### Dokumenttext
-------------------------
Andreas Weber denkt sich Sätze aus, die es in sich haben: „Die Faszination durch die großen Raubtiere ist dem Menschen bis heute geblieben, auch wenn die wirklich gefährlichen Fleischfresser inzwischen fast überall eine Sache der Zoos sind.“ Ihr Autor ist Naturwissenschaftler, er hat nachgedacht und hart recherchiert für Erkenntnisse dieser Qualität und stürzt die Grundlagen gleich mehrerer Disziplinen grundlegend um – ein multipler Paradigmenwechsler also.
Neben der Anthropologie gilt das auch für die Ökonomie. Öl selbst ist Mehrwert. Was haben sich Ökonomen, Marx eingeschlossen, das Hirn zergrübelt, woher der Wert und der Mehrwert kommen. Das Öl ist’s, nicht der Beton und nicht der Yeti. Die Physik: Zurzeit lassen wir auf der Erde die Entropie explodieren. Glücklicherweise nicht die Relativitätstheorie und auch nicht die Schwerkraft, sonst ginge es mit der Menschheit bald dorthin, wohin es den Leser dieser Sachbücher verschlägt – in den freien Fall.
-------------------------
### Ihre Aufgaben
1. Beantworten Sie die folgenden Fragen anhand des Dokumenttexts über Andreas Weber:
(a) Welchem Fach gehört der Autor des Satzes über die großen Raubtiere an?
(b) Was ist laut dem Abschnitt zur Ökonomie selbst Mehrwert?
(c) Was lassen wir laut dem Abschnitt zur Physik zurzeit auf der Erde explodieren?
2. Setzen Sie den Dokumenttext über Andreas Weber nach seinem letzten Satz fort.
-------------------------
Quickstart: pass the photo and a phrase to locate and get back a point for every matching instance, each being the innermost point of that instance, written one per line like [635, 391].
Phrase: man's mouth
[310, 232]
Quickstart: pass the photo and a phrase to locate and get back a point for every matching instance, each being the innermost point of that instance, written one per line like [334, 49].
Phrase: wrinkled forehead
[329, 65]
-------------------------
### Antworten
1.
(a) Er ist Naturwissenschaftler.
(b) Öl.
(c) Die Entropie.

2.
Das waren nur ein paar Beispiele für schlecht Formuliertes und halb Gedachtes. Wenn Webers Gegner nicht die richtigen wären, könnte man ihn sich selbst und seinen Spaziergängen durch superauthentische Alpen-Reservate überlassen. Aber Weber hat mitunter recht, wenn er gegen die ökonomistische Logik der kapitalistischen Gesellschaft polemisiert und darauf hinweist, dass die betriebswirtschaftlichen Rechnungen, die einen Profit ausweisen, ohne ihre ökologischen Kosten gemacht werden.
Ein totes Rotkehlchen für 150 Euro
Mittlerweile liegen präzise Rechnungen vor, die eben jenen Kosten auf die Spur kommen wollen. Ökologen haben zum Beispiel den Wert der kompletten Biosphäre auf rund 50 Billionen Dollar pro Jahr taxiert. Ausgehend von solchen Berechnungen lassen sich Zerstörungen der Umwelt abschätzen, die in betriebswirtschaftlichen Kalkulationen nicht vorkommen.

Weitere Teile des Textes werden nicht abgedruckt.